こんにちは。
獣医師の中尾です。
健康診断が終わってから、ジムをサボっているため、早く復帰しないとと焦っています。
まずは3キロ落としたので、今年は体脂肪を落として筋肉をつけたいと思います。
今回は耳がかゆいと言って来院されたアルちゃんです。
見てみるとも耳垢がたくさん付いており、
耳道も赤くなっていました。
外耳炎と診断されますが、原因を治さないと再発するため、耳垢を調べることにしました。
原因には
- アレルギー性疾患(食事アレルギー、アトピー)
- 耳ヒゼンダニ症
- 腫瘍
- 異物や刺激(植物、シャンプー、毛抜きなど)
があります。
耳垢を見てみると
ど真ん中に明らかに虫みたいなものいます。(節足動物です)
これが耳ダニ(ミミヒゼンダニ)です。
少し拡大して見てますが、こんな感じで耳垢(写真のほぼ全てを占めている茶色部分です)の中にいます。
もちろん耳ダニだけではなく・・・
上2つの写真は耳垢を、簡易染色(diff quick)と呼ばれる方法で染色したものです。
それを顕微鏡で見ています。
紫色で雪だるま(ボーリングのピン)のような形をした物が沢山確認できますが、
これがマラセチアというカビ(酵母様真菌)です。
マラセチアは常在菌で皮膚・耳に存在します。
単独で増殖することはほとんどなく、何かしらの素因があって増殖することが多いです。
素因としては
- アレルギー性疾患(食事アレルギー・アトピー)
- 耳ダニ
- 刺激・異物
などがありますが、今回は耳ダニがいたためその治療から開始しています
基本的には駆虫のお薬を(当院ではスポットタイプを使用)、
2〜3回くらいの処方で治療終了になることが多いです。
しかし、中にはもっと時間がかかる場合もあるため継続した耳垢の検査が必要になります。
また実はアレルギーもあるが耳ダニもいたパターンもあるため、
治療後にも耳垢が多かったり、痒みを生じたりする場合はアレルギーを疑います。

記録データ
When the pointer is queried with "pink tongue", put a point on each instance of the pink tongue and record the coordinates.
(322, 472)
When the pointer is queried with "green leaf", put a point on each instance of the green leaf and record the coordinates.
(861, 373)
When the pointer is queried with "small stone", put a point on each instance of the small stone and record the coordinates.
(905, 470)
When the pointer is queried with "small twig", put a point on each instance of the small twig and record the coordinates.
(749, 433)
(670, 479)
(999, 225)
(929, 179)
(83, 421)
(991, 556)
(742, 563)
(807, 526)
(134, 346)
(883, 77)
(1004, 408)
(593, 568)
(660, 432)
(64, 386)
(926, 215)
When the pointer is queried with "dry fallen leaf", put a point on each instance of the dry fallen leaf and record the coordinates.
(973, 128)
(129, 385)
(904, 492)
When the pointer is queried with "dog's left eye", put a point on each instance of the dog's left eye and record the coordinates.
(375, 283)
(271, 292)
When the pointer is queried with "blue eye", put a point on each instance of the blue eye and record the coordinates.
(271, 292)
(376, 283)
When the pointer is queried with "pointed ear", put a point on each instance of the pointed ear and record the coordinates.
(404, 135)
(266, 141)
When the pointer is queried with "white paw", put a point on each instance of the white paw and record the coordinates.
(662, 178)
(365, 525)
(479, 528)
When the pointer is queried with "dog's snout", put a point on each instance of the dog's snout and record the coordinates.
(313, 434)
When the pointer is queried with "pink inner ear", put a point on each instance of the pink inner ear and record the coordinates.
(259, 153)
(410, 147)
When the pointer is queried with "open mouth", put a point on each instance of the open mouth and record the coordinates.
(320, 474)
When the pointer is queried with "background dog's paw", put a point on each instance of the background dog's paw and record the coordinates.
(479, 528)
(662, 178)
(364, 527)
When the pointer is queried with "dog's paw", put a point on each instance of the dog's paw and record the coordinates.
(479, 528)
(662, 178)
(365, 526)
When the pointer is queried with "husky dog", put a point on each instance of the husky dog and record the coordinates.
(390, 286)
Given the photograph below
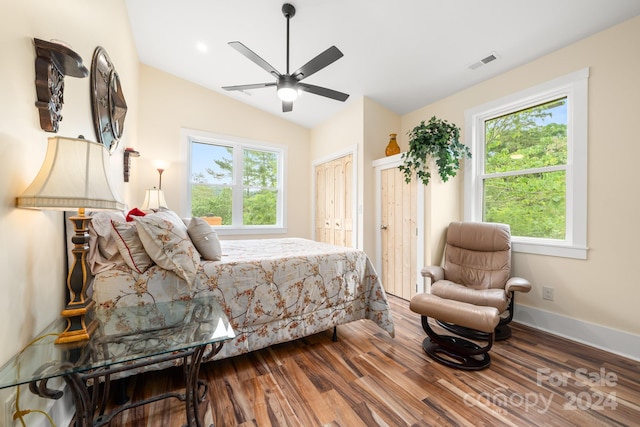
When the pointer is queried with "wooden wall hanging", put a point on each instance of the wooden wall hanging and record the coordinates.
(53, 62)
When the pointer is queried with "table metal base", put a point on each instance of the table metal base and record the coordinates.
(91, 390)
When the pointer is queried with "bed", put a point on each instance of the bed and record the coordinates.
(272, 290)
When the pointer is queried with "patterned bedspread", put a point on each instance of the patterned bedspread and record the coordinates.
(273, 290)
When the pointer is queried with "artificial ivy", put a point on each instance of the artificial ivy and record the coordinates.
(438, 140)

**取り組む課題**
外耳炎についての本文で、この病院が使う駆虫薬はどのタイプか。 記録は使わなくてよい。

**解答**
スポットタイプ。